John Grayken, chairman of Texas's Lone Star Funds, arrived in South Korea last week to testify in a case concerning alleged irregularities in Lone Star's ownership of Korea Exchange Bank. After his arrival, authorities banned him from leaving South Korea for 10 days. Today he will face questioning over the conditions that led Lone Star to buy KEB.

Such treatment of foreign investors presents a public-relations challenge for President-elect Lee Myung-bak, who takes office Feb. 25. He won election last month by emphasizing economic growth and said he would attract more foreign investment to spur the economy.

Mr. Lee will send envoys to top trading partners next week to signal South Korea's openness. He also appointed a British bank executive, David Eldon, to his transition committee and a government panel on national competitiveness.

Mr. Eldon said last week that he hopes Koreans will change their views on the profits that foreign investors make from their dealings in South Korea. "This has to be all part of the global business scene that I think Korea wants to be a part," he said.

But South Koreans are wary when foreign investment leads to control of Korean companies by outsiders. That wariness has turned to anger in cases when the foreign investor sold, or tried to sell, the Korean asset for a profit. Some politicians and media portray this as an economic version of the military invasions the Korean peninsula experienced repeatedly over the centuries.

Investors may be turning more skittish about South Korea because of the atmosphere. Foreign direct investment in South Korea has declined modestly each year since a peak of $12.7 billion in 2004 and last year was $10.5 billion, according to a preliminary government estimate. However, it is difficult to be certain of the cause of the decline, particularly because China is competing for with South Korea for foreign investment capital.

In Mr. Grayken's case, suspicions arose after Lone Star bought control of KEB in 2003 for $1.3 billion. In 2006, Lone Star tried to sell KEB to Kookmin Bank, South Korea's largest by assets, for a price that would have netted a $4 billion profit.

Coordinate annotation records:
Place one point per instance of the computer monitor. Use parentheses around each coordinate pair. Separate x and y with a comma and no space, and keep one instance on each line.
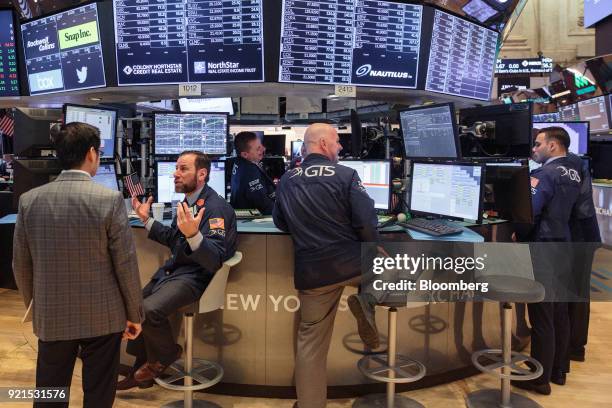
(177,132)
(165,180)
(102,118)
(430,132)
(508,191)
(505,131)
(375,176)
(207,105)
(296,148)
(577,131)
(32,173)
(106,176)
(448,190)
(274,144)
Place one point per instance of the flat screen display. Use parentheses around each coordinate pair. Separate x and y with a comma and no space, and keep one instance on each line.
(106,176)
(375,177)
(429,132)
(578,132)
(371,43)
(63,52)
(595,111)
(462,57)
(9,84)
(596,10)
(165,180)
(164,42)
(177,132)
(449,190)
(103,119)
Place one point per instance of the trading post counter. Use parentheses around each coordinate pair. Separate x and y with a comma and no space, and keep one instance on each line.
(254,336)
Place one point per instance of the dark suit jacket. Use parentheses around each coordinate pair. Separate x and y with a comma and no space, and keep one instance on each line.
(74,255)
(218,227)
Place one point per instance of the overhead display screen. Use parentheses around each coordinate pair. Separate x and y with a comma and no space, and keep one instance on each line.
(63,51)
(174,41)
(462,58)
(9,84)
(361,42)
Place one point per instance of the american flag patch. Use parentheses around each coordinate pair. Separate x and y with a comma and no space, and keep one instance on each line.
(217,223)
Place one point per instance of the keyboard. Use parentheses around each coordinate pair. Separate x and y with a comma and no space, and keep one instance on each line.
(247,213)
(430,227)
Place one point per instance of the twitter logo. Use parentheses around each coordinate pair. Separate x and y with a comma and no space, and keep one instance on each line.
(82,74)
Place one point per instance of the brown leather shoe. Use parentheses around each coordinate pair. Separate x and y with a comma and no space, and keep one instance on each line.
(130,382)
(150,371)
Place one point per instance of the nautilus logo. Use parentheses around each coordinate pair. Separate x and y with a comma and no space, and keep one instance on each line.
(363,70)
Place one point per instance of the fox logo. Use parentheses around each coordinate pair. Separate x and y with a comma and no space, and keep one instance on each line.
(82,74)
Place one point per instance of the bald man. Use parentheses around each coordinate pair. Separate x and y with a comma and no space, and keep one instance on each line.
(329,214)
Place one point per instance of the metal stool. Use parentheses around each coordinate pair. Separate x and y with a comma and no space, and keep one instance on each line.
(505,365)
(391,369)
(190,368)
...
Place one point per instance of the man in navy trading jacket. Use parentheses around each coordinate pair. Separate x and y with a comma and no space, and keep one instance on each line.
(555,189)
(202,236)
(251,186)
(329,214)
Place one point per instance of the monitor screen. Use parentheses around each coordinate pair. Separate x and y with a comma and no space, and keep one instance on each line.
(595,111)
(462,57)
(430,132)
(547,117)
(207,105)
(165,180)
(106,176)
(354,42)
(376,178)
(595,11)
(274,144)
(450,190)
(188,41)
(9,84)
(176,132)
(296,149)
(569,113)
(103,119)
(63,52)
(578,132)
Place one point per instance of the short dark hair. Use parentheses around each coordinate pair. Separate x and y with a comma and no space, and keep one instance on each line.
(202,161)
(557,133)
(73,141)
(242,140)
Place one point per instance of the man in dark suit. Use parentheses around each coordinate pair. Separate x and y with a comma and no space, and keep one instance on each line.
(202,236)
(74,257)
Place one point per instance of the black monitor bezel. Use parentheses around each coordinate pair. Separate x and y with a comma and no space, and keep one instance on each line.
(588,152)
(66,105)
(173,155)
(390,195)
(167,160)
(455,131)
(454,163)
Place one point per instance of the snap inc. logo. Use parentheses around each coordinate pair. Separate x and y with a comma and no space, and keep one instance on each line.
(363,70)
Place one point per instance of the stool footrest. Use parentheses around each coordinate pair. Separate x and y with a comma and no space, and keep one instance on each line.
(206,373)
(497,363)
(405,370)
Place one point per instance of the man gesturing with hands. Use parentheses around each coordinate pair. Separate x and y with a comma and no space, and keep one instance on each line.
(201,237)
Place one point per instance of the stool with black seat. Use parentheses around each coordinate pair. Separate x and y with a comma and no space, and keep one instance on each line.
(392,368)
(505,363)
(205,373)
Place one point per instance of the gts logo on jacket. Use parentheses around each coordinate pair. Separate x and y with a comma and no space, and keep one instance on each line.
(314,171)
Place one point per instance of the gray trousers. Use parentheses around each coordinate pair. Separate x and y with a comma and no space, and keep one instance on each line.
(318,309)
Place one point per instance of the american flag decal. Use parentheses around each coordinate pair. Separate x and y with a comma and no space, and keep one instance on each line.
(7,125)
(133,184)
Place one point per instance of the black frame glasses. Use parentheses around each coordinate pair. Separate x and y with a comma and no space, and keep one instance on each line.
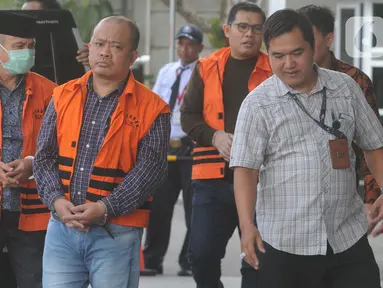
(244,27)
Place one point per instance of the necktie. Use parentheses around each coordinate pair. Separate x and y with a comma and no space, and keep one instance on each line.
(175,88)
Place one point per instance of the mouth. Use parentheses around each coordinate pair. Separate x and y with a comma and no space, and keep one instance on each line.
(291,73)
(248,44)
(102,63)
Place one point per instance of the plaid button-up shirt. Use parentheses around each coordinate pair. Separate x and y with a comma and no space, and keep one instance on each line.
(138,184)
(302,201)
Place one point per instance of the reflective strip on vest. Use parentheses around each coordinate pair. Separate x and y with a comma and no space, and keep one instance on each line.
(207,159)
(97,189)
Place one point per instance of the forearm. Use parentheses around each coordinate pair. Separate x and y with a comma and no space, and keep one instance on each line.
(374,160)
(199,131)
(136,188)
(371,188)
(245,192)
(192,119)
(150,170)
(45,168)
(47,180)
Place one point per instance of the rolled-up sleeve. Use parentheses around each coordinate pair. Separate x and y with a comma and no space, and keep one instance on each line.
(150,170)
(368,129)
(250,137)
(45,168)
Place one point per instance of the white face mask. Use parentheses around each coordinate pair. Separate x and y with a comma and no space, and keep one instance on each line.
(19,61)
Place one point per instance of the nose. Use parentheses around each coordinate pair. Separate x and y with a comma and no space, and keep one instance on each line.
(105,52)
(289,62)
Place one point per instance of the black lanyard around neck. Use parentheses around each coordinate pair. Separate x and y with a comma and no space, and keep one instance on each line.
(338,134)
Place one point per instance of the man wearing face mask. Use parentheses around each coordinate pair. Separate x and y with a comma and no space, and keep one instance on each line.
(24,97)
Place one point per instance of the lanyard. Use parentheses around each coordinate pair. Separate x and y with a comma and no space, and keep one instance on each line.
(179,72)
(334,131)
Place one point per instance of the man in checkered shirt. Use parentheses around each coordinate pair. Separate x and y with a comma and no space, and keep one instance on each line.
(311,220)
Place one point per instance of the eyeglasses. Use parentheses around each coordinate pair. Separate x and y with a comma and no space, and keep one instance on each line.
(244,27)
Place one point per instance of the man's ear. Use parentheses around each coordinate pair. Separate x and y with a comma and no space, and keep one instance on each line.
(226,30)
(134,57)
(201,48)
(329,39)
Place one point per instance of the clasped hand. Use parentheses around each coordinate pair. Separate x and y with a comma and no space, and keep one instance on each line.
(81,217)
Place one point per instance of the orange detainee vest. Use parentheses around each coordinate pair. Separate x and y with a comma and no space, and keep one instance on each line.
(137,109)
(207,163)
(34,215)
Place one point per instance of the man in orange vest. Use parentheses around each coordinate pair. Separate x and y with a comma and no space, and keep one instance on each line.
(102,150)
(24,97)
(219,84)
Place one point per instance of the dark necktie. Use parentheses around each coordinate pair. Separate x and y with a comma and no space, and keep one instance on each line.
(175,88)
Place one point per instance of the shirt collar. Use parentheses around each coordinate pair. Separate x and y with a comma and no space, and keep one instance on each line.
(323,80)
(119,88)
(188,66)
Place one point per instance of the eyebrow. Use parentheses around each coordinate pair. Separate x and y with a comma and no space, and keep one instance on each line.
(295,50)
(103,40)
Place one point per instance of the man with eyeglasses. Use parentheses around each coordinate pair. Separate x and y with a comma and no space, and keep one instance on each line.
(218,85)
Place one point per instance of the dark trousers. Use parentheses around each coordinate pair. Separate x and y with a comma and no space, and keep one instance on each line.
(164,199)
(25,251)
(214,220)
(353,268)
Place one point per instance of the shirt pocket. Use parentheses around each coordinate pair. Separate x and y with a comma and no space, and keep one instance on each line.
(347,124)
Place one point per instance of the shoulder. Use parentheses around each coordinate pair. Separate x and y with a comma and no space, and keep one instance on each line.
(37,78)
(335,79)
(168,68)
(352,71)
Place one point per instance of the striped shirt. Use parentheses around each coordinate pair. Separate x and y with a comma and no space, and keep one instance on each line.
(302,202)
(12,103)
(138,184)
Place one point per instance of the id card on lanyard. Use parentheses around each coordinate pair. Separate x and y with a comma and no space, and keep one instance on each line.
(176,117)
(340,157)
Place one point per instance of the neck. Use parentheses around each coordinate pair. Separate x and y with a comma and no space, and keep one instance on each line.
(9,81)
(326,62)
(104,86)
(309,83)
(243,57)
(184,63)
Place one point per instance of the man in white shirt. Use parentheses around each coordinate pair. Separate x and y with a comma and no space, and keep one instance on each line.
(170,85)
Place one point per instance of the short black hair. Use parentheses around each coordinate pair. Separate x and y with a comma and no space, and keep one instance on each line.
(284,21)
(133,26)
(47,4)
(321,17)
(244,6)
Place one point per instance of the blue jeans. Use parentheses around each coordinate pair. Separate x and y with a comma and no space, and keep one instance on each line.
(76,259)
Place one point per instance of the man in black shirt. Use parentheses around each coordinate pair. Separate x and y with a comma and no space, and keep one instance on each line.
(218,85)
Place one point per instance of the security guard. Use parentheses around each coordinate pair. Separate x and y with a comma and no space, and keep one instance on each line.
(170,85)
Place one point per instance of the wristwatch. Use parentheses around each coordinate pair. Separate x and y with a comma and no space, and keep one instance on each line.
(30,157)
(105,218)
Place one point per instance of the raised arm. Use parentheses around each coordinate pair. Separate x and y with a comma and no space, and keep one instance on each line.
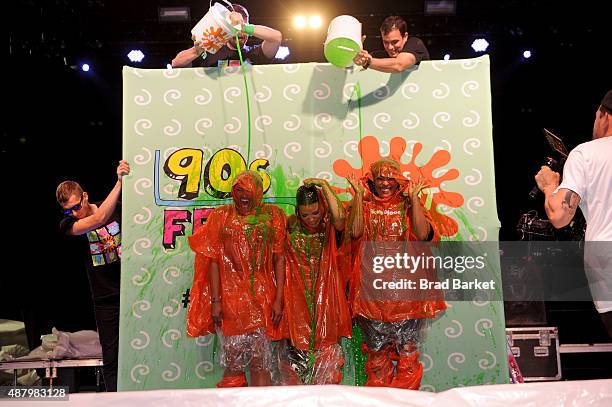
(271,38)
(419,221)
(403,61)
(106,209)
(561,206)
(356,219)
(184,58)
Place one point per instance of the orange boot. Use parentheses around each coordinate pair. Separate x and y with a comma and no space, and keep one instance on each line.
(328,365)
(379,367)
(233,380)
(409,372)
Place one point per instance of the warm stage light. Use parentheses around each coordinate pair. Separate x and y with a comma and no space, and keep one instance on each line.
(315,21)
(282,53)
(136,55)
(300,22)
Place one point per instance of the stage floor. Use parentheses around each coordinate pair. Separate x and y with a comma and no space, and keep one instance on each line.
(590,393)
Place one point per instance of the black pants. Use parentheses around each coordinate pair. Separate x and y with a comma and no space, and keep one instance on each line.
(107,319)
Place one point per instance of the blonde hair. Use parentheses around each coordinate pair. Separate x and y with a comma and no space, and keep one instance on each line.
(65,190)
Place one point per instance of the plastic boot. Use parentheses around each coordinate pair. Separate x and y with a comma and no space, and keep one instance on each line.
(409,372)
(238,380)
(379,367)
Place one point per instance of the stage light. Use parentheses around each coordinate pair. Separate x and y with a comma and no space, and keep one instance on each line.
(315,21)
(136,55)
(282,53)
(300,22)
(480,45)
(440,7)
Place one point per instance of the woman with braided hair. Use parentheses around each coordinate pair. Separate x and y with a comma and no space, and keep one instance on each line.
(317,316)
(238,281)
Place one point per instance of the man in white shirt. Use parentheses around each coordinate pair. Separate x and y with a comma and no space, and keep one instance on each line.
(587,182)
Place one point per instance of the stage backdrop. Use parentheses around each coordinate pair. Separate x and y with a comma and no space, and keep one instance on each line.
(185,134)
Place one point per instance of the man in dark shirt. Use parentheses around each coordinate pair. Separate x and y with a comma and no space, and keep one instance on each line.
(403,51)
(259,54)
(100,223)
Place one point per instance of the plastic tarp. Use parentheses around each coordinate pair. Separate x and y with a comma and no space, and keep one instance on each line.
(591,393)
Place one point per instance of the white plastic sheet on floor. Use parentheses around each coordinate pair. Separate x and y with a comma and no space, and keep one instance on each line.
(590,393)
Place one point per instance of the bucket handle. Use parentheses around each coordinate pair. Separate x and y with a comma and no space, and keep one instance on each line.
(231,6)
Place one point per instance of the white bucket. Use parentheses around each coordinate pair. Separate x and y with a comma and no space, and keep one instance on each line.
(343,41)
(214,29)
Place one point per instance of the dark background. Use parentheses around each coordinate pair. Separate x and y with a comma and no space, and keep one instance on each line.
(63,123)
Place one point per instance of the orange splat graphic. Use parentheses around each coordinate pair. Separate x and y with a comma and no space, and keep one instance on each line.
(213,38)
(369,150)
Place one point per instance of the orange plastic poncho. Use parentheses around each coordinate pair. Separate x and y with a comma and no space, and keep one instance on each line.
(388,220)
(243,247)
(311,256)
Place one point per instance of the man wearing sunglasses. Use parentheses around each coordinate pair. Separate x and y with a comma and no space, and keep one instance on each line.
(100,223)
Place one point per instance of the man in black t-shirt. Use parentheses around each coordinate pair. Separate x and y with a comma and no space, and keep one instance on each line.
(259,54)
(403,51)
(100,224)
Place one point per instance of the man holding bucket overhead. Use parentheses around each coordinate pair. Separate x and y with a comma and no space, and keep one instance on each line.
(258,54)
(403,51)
==
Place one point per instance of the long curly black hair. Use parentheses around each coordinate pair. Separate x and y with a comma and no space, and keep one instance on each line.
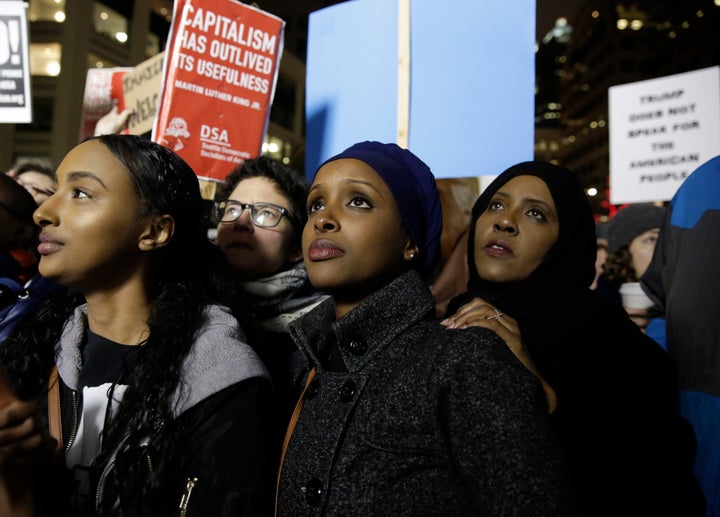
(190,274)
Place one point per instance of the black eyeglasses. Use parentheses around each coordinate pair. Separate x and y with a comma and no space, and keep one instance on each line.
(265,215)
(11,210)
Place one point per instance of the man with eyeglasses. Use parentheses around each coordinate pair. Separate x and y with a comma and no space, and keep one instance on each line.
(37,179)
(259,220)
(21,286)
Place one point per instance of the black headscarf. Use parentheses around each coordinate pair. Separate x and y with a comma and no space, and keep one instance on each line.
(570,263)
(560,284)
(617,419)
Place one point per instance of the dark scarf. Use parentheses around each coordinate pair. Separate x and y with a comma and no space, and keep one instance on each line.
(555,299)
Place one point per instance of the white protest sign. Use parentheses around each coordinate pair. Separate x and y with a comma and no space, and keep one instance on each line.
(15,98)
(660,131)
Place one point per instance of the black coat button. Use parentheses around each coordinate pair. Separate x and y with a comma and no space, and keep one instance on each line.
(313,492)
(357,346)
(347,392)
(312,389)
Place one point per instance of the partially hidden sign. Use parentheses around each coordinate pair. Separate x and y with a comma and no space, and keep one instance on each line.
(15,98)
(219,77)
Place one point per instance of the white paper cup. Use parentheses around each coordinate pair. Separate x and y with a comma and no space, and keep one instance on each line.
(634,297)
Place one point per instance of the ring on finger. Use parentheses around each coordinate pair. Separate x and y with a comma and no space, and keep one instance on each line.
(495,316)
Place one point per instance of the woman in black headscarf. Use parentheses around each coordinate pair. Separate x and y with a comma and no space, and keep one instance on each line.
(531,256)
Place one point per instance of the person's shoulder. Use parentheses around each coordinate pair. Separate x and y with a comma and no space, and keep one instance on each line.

Written problem 1: According to the Lone Star article, what was the peak of foreign direct investment in South Korea, and in which year did it occur?
Written problem 2: Restate the Lone Star article word for word from "Mr. Eldon said" up to and including "over the centuries.".

Written solution 1: $12.7 billion, in 2004.

Written solution 2:
Mr. Eldon said last week that he hopes Koreans will change their views on the profits that foreign investors make from their dealings in South Korea. "This has to be all part of the global business scene that I think Korea wants to be a part," he said.

But South Koreans are wary when foreign investment leads to control of Korean companies by outsiders. That wariness has turned to anger in cases when the foreign investor sold, or tried to sell, the Korean asset for a profit. Some politicians and media portray this as an economic version of the military invasions the Korean peninsula experienced repeatedly over the centuries.